## Supplied text
● ● ● ● ●

The oyster industry has been a mainstay of the area's economy for many years.
Local workers shucking oysters at Sargent Oysters
Allyn Community Association
The shellfish industry has been an important part of Allyn for over 100 years.
ALLYN SETTLED 1853
The town of Allyn is situated on North Bay at the head of Case Inlet and about 4 miles from Hood Canal. In the mid-1800's there was much logging in the area and finally in 1853 settlers gathered and built homes. Lumber was needed to build these homes and Joe Sherwood, a millwright from Vermont and giant of a man (standing 6 feet 7 inches tall) set to work building a mill in 1854. The creek on which he built his mill was Sherwood Creek which still bears his name. Joe Sherwood was killed in 1873 when a peavey handle broke and snapped his neck. Allyn was already shipping lumber, venison and huckleberries and as the little settlement grew it became well known in Tacoma and Olympia; Tacoma having been first settled just a year before Allyn. John and Delilah Eberhart and their family settled on 149 acres in 1887. John's younger brother, Phillip, took up land to the south. Phillip is the one for whom Eberhart Cove is named. Their neighbors were the Gill family, who settled on Gill's Point in 1886.
ALLYN PLATTED 1889
Many influential people had visited the area and were impressed with the location and beauty, and it was a very popular vacation spot. Through the prodding and pushing of many business people and land owners, John and Delilah Eberhart and their son, George, joined with James and Deborah Wickersham and platted the town of Allyn and papers were filed September 6th, 1889. Wickersham named the town of Allyn after his friend, Judge Frank Allyn of Tacoma who was very influential in the early development of Allyn. Wickersham, a Tacoma attorney and judge, was experienced at platting towns. He also platted a town on Hood Canal just south of Clifton (now Belfair) called Bergen.
THE TOWN DEVELOPS
By 1890 Allyn had a post office, school, newspaper, sawmill, two saloons, a hotel and wharf. In due time a doctor arrived, a drug store, real estate offices; businesses flourished. A newspaper, The Allyn Times, was published telling of the advantages of living in Allyn. The L.W. Daniels and Son saw mill had an ad running for rough and planed lumber and shingles. In the final two months of 1889 a Mr. Doyle of Tacoma and Mr. McKenzie of Shelton proposed to put in a lumber camp on Sherwood Creek, and a boat yard and wagon shop was to start up soon across the bay. The Malany Brothers' new steamer, the Detroit, planned to run into Allyn on a daily basis coming from Tacoma; stopping first at Shelton and a Mr. Baldwin planned to open a barber shop.

● ● ● ● ●

## Given data

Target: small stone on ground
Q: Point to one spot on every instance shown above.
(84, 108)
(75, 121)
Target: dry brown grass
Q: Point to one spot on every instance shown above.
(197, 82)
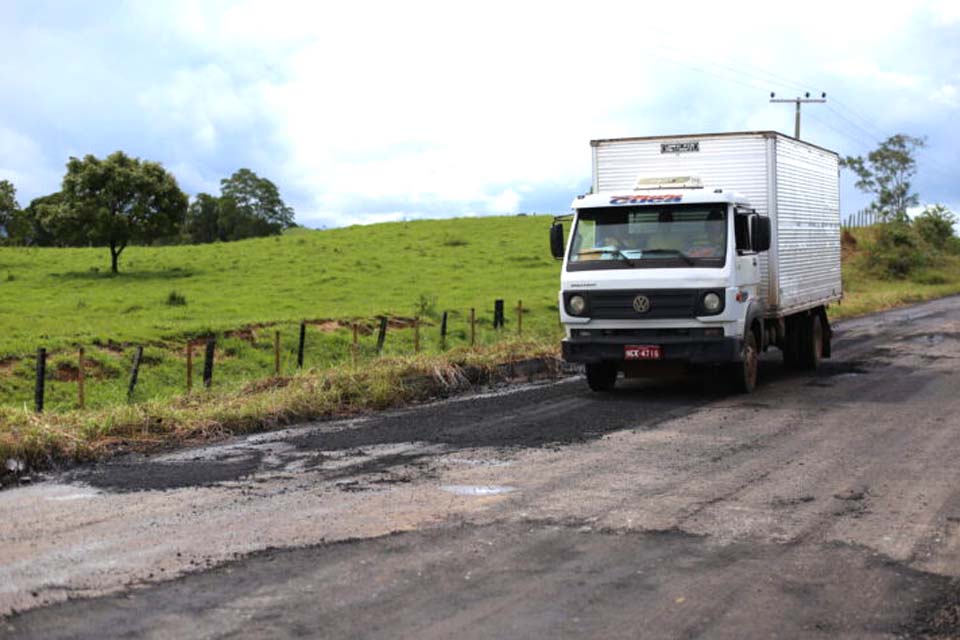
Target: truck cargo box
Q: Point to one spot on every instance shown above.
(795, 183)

● ● ● ● ●

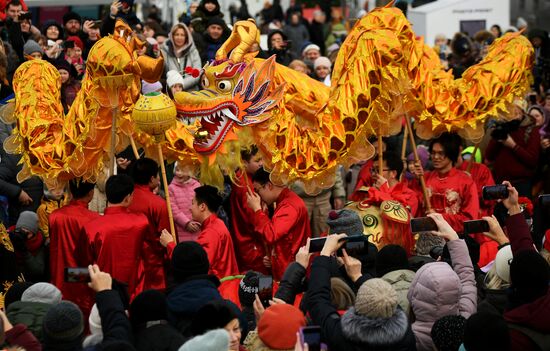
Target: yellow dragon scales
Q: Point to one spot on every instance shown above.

● ● ● ● ●

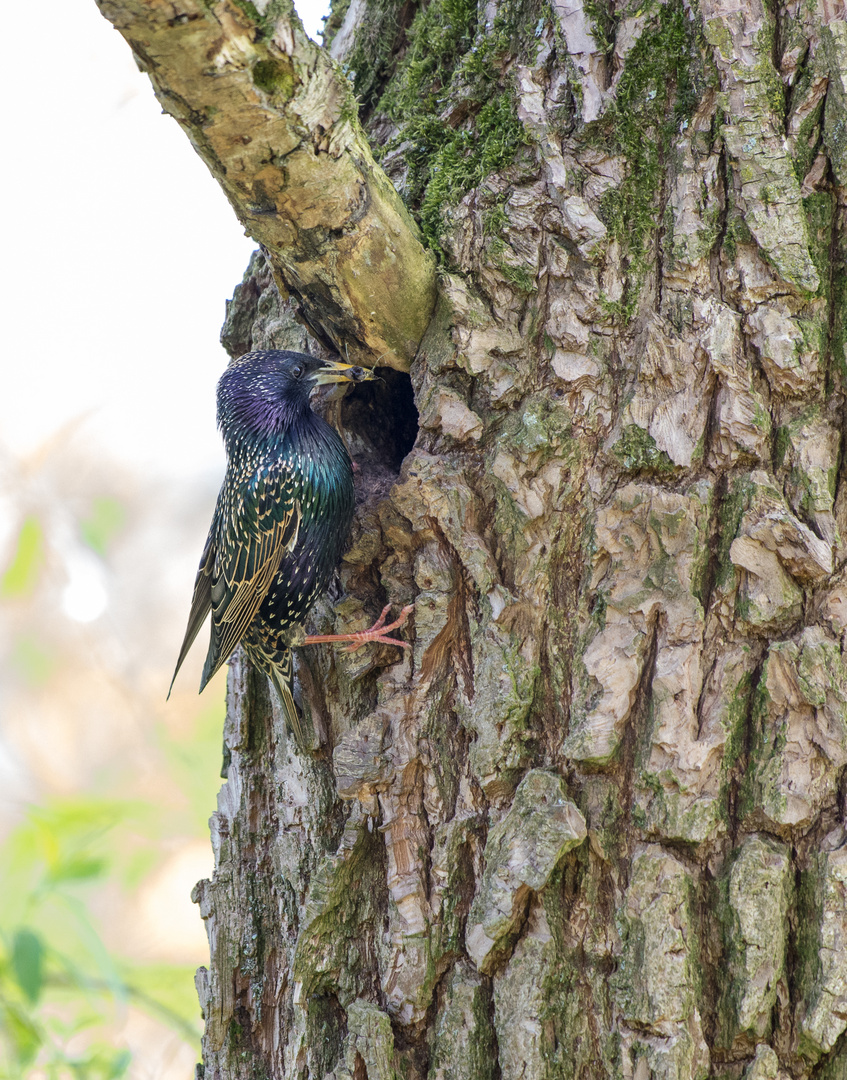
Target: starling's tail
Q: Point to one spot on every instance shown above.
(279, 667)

● ● ● ● ●

## Problems and tasks
A) Reproduce word for word the part of the Allyn history that opens with the words containing "The oyster industry" and closes with "over 100 years.".
B) Summarize the history of Allyn in two sentences.
C) Carry the history of Allyn forward from its last sentence.

## Answers in order
A)
The oyster industry has been a mainstay of the area's economy for many years.
Local workers shucking oysters at Sargent Oysters
Allyn Community Association
The shellfish industry has been an important part of Allyn for over 100 years.

B) Allyn, on North Bay at the head of Case Inlet, was settled in 1853, and Joe Sherwood built a mill there in 1854 on the creek that still bears his name. John and Delilah Eberhart, their son George, and James and Deborah Wickersham platted the town in 1889, and by 1890 it had a post office, school, newspaper, sawmill, two saloons, a hotel and a wharf.

C)
A wood sidewalk was built near the waterfront along Gross Street where the Allyn waterfront Park is located today. In 1890 the county was clearing stumps and brush to finish the main road, Sherwood Avenue, to within a mile of Clifton (now known as Belfair). There were orders at a local mill for enough material to build 12 buildings in the town and a long wharf was planned and later built just north of where today's Allyn dock is located. The Post Office which was established on March 24, 1890, closed for a while in 1900 and the mail was sent to Victor, across the bay. It was reopened in Allyn in 1901 with John Eberhart as Postmaster.
Oystering also became an important industry in the early days of Allyn. In the late 1890's and early 1900's there were as many as nine oyster growers, the largest being W.W. Waldrip. In the mid 1900's there were two companies that were the main operators, Sargent Oyster Co. near the head of the bay and Coast Oyster in front of Allyn. Together they produced an average of 25,000 to 40,000 gallons of processed oysters per year. Sargant's still sells oysters locally and Taylor Shellfish ships all over the world. Brush picking and huckleberries provided a good living for many people but berry picking stopped many years ago and brush picking dwindled to the extent that Kirk Company sold their plant to the Port of Allyn.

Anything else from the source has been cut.